[START OF THE INPUT]
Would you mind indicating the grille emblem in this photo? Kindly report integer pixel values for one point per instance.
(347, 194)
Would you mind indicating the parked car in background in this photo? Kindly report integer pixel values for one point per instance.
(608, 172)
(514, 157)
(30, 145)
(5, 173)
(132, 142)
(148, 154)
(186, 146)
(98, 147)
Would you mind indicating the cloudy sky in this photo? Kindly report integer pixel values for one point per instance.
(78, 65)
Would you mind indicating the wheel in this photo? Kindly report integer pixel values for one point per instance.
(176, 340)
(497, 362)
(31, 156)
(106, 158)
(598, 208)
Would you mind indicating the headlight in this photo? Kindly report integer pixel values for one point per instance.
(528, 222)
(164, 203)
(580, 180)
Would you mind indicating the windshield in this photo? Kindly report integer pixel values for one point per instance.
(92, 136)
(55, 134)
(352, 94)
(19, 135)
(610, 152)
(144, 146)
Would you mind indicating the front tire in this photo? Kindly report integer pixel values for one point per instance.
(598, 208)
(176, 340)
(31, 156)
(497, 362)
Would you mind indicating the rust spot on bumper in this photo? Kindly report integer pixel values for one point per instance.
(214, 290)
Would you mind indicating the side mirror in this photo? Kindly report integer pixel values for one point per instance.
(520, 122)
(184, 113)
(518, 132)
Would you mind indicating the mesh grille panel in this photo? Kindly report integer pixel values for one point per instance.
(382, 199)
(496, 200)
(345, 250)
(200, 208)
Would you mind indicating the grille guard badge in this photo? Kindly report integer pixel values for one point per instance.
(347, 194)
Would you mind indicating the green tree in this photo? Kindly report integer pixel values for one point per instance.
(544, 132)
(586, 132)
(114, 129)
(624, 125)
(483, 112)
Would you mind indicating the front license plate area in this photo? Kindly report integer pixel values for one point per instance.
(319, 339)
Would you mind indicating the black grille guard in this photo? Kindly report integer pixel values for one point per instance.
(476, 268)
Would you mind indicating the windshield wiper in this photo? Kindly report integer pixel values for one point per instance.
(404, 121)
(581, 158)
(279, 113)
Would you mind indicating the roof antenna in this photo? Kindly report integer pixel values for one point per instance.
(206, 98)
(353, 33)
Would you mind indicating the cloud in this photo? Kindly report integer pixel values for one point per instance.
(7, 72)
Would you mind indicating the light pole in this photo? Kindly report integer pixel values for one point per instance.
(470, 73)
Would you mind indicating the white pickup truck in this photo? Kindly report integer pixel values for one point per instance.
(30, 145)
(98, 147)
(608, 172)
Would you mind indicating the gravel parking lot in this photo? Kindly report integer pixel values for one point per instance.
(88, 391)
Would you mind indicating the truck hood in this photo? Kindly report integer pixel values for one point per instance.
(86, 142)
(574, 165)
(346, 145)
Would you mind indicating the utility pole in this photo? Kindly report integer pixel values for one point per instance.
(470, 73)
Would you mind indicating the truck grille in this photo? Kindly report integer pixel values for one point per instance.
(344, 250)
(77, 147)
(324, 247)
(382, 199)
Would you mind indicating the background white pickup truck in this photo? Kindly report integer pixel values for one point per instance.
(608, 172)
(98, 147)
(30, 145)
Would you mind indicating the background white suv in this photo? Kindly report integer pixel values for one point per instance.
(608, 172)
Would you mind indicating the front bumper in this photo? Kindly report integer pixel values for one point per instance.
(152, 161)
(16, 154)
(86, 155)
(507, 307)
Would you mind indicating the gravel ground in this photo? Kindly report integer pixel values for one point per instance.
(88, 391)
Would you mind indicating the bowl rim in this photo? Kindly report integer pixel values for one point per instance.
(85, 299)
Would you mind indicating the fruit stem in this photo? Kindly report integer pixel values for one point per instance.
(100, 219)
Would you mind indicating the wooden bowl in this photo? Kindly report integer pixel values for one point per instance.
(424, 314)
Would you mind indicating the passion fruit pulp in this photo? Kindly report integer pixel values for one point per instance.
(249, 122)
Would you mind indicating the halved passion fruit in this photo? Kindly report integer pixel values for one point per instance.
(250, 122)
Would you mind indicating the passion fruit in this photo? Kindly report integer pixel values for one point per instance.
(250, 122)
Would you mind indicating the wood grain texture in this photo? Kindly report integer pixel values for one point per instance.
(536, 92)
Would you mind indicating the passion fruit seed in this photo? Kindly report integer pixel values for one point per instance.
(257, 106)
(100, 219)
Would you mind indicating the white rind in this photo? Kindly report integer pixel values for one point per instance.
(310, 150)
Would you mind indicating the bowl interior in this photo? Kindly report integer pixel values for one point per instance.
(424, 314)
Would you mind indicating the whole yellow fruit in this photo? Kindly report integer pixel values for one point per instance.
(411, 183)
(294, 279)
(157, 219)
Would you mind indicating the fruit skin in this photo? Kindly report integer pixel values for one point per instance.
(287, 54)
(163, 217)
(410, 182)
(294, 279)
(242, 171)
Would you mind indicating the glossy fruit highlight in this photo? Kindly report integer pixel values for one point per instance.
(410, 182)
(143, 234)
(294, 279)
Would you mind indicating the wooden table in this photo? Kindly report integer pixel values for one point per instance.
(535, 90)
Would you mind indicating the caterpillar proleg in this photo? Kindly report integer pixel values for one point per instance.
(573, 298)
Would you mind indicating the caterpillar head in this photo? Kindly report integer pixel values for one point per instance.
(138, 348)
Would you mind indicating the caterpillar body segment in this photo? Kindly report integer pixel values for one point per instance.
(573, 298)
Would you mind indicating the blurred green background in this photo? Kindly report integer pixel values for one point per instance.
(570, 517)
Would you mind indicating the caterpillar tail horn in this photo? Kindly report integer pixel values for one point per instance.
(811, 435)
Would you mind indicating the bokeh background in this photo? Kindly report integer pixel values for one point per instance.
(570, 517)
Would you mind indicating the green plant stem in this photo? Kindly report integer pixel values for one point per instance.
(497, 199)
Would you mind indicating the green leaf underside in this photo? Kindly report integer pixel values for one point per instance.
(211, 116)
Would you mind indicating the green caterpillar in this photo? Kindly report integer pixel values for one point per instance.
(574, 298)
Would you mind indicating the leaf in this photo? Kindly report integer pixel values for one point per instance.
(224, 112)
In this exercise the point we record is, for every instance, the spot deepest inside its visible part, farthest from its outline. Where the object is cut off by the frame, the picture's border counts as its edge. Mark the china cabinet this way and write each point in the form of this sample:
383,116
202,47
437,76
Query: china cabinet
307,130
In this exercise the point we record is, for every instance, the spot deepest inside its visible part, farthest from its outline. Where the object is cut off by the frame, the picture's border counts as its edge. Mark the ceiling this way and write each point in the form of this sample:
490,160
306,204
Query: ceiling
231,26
[END OF THE INPUT]
#### TASK DIRECTIONS
Take the lines above and retype all of them exactly.

#### REPLY
Would you mind indicating the grille emblem in this photo? Kindly report integer pixel values for one point per instance.
(347, 194)
Would you mind indicating the parked car in background in this photo? Kindly report integer pixel values for one point per instance.
(608, 172)
(514, 157)
(30, 145)
(5, 173)
(132, 142)
(148, 154)
(186, 146)
(98, 147)
Would you mind indicating the cloudy sky in this photo? Kindly report integer pixel values for one point per instance.
(78, 65)
Would you mind indicating the wheel in this photo? Kindly report integer pixel values for one point per instance.
(176, 340)
(497, 362)
(31, 156)
(106, 158)
(598, 208)
Would you mind indicating the headlight in this photo? Kindly report integer pixel values for one point per instance.
(528, 222)
(164, 203)
(580, 180)
Would you mind indicating the windshield in this photo? Kindly report integer pixel values for one point per instance.
(92, 136)
(55, 134)
(352, 94)
(19, 135)
(610, 152)
(144, 146)
Would you mind indicating the front tire in this photo? Kindly report integer pixel values for one point per instance.
(598, 208)
(176, 340)
(31, 156)
(497, 362)
Would you mind indicating the rust spot on bumper in this photo? Kindly report integer pixel values for one point per instance.
(214, 290)
Would you mind indicating the side mirror in this photo? Kindly report integer pixel values for one point per instance.
(520, 122)
(184, 113)
(518, 132)
Would you mind indicating the mesh grille panel in this photo? Kindly report integer pixel values for one point per instance.
(382, 199)
(496, 200)
(345, 250)
(200, 208)
Would you mind indicating the grille guard badge in this photo? Kindly report integer pixel values for one point per instance.
(347, 194)
Would you mind indicating the green tree in this photo? Kindly report integer pixel values for one point per instance.
(544, 132)
(586, 132)
(114, 129)
(624, 125)
(483, 112)
Would you mind indicating the front license plate area in this photo? Kindly report integer pixel values for one point per instance.
(319, 339)
Would you mind indicating the black grille guard in this photo? Kindly report integer pixel values for one point per instance.
(476, 268)
Would you mind indicating the windshield wiper in this photo? Kindly report integer pixel values for one point per instance.
(404, 121)
(581, 158)
(279, 113)
Would you mind indicating the roof antenna in this photo? Kindly report integer pixel values for one point per instance.
(206, 98)
(353, 33)
Would you mind indicating the cloud in this photo? Kindly report integer pixel values for one point per instance.
(7, 72)
Would you mind indicating the light pole in this photo? Kindly report integer pixel values for one point per instance.
(470, 73)
Would you mind indicating the white pickup truck in this photo? Kindly report integer pixel values for one point per instance.
(30, 145)
(98, 147)
(608, 172)
Would you mind indicating the gravel parking lot in this photo? Kindly report integer pixel values for one point per instance.
(88, 391)
Would you mind indicating the truck hood in this photo? Kindly report integer pixel values for one point per instance.
(86, 142)
(574, 165)
(346, 145)
Would you mind indicating the utility pole in this photo? Kindly report integer pixel values for one point per instance.
(470, 73)
Would you mind indicating the truck grille in this photo? Kindly report integer pixel values for one point per instance.
(344, 250)
(77, 147)
(324, 247)
(382, 199)
Would you mind indicating the background white pickup truck in this photo? Kindly report integer pixel values for one point per instance.
(608, 172)
(98, 147)
(30, 145)
Would you mind indicating the background white suv in this photo? Kindly report integer pixel values for one point per instance.
(608, 172)
Would you mind indicating the front bumper in this photo? Kindly report integer pixel values for one point per instance.
(152, 161)
(16, 154)
(86, 155)
(507, 307)
Would you mind indicating the gravel ground in this photo? Kindly report integer pixel values for one point per instance.
(88, 391)
Would you mind indicating the bowl rim in this photo? Kindly report integer pixel values for one point per instance.
(85, 299)
Would you mind indicating the fruit stem in this photo? Kindly report integer pixel values for one point per instance.
(100, 219)
Would you mind indicating the wooden bowl in this photo? Kindly report integer pixel values for one point per instance.
(424, 314)
Would you mind indicating the passion fruit pulp in this photo? Kindly report integer pixel values for one point per instance.
(249, 122)
Would you mind indicating the halved passion fruit in this photo? Kindly report integer pixel values for one point per instance.
(250, 122)
Would you mind indicating the passion fruit in this photo? Kindly report integer pixel values for one point per instance.
(250, 122)
Would you mind indicating the wood grain texture in this photo? Kindly report integer pixel values for one point per instance.
(536, 92)
Would you mind indicating the passion fruit seed in this photo? Kindly report integer pixel values for one point per instance.
(257, 106)
(100, 219)
Would you mind indicating the white rind in this photo? Kindly report integer pixel values for one point per instance.
(310, 150)
Would you mind indicating the bowl interior in this photo? Kindly report integer pixel values for one point per instance.
(424, 314)
Would you mind indicating the whole yellow fruit in this photo? Kindly report integer pixel values for one point per instance.
(411, 183)
(294, 279)
(157, 219)
Would you mind indicating the fruit skin in this photo? Kindly report integer pixel values for one point per instance.
(287, 54)
(163, 217)
(410, 182)
(294, 279)
(242, 171)
Would you mind indicating the glossy fruit highlight in this photo? Kindly report integer pixel values for one point per instance.
(410, 182)
(143, 234)
(294, 279)
Would you mind indicating the wooden table in this photo? Kindly report integer pixel values for one point per instance.
(535, 90)
Would you mind indicating the caterpillar proleg in this photo? Kindly report integer pixel values for one point per instance.
(573, 298)
Would you mind indicating the caterpillar head in this photo? Kindly report integer pixel values for one point per instance.
(138, 348)
Would you mind indicating the caterpillar body segment in this photo? Kindly report integer pixel values for one point per instance.
(573, 298)
Would you mind indicating the blurred green background in this photo? Kindly report integer pixel values for one point per instance.
(570, 517)
Would you mind indicating the caterpillar tail horn in this photo? Kindly report integer pixel values for one point per instance.
(811, 435)
Would you mind indicating the bokeh background in this photo? Kindly report integer pixel values for one point per instance.
(570, 517)
Would you mind indicating the green plant stem in this photo? Kindly report integer pixel values for one point per instance.
(497, 199)
Would you mind indicating the green leaf underside in this photo? Kindly report integer pixel values for one point per instance.
(211, 116)
Would you mind indicating the green caterpillar in this photo? Kindly report integer pixel values for one point per instance.
(574, 298)
Would you mind indicating the leaf in this photo? Kindly report integer pixel values for one point per instance.
(224, 112)
In this exercise the point we record is, for every instance, the spot deepest inside its visible part, farthest from its outline. Where the object is cut off by the frame, the picture's border counts as its edge. Mark the china cabinet this way and write each point in the form of this sample:
383,116
202,47
437,76
Query: china cabinet
307,130
In this exercise the point we record is, for every instance, the spot deepest inside its visible part, farthest from its outline. Where the object is cut off by the frame, the picture's border counts as its edge. Mark the ceiling this way and write each point in the form of this sample:
490,160
306,204
Query: ceiling
231,26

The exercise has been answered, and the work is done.